-- Start Document --

Higher levels of inequality aversion imply more weighting toward the poor. At an inequality aversion of 2, Dasgupta finds that 1 percent loss to the poor person is equivalent to a 50 percent loss to the richer one. An inequality aversion of 3 is equivalent to a 93 percent loss. Most people, he argues, would find these implied tradeoffs unreasonable.
However, these extreme implications stem from assuming a 100-to‑1 wealth gap. If we instead assume the richer person is 10 times wealthier (roughly the increase in global per capita GDP since 1870), then the implied tradeoff is less extreme. At inequality aversions of 2 and 3, the 1 percent loss to the poor person equals a 9 percent or a 43 percent loss to the rich person, respectively. At a 10-to‑1 consumption ratio, the tradeoffs may be considered more reasonable.
In other words, the ethical justification for any given level of inequality depends on both a judgment about the tradeoff between rich and poor people and the expected relative wealth of future generations. Based on the implied savings rates of different levels of inequality aversion, Dasgupta argued that values in the range of 2 to 3, and perhaps higher, are warranted. A broader literature suggests values between 0.5 and 4 are within a reasonable range. Ultimately, inequality aversion requires an ethical decision about how to value the well-being of people with different relative levels of wealth across both space and time.
How Ethical Choices Change the SCC
Given these open ethical questions, how do different parameter values affect the estimated social cost of carbon? This question can be explored using the GIVE model, one IAM underlying the Biden administration’s updated SCC estimates in 2023. Developed using an open-source framework, GIVE facilitates replication and testing alternative assumptions.

-- End Document --
-- Start Source data --

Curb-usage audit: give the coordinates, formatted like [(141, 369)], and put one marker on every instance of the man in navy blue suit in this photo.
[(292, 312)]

-- End Source data --

- **Requirement**
Could you repeat everything in the inequality aversion passage from "Higher levels of" down to "considered more reasonable.", word for word?

- **The solution**
Higher levels of inequality aversion imply more weighting toward the poor. At an inequality aversion of 2, Dasgupta finds that 1 percent loss to the poor person is equivalent to a 50 percent loss to the richer one. An inequality aversion of 3 is equivalent to a 93 percent loss. Most people, he argues, would find these implied tradeoffs unreasonable.
However, these extreme implications stem from assuming a 100-to‑1 wealth gap. If we instead assume the richer person is 10 times wealthier (roughly the increase in global per capita GDP since 1870), then the implied tradeoff is less extreme. At inequality aversions of 2 and 3, the 1 percent loss to the poor person equals a 9 percent or a 43 percent loss to the rich person, respectively. At a 10-to‑1 consumption ratio, the tradeoffs may be considered more reasonable.